## Instructions for the task
Print the complete set of entries exactly.

[[ Source data, beginning ]]

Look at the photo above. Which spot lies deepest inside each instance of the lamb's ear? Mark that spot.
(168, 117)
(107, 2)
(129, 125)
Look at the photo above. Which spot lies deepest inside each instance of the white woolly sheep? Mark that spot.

[[ Source data, end ]]

## Response for this exercise
Look at the photo above. Which spot lies deepest inside each instance of the lamb's ear? Mark that spot.
(168, 117)
(107, 2)
(129, 125)
Look at the photo above. Which spot lies deepest inside each instance of the white woolly sheep? Mark that spot.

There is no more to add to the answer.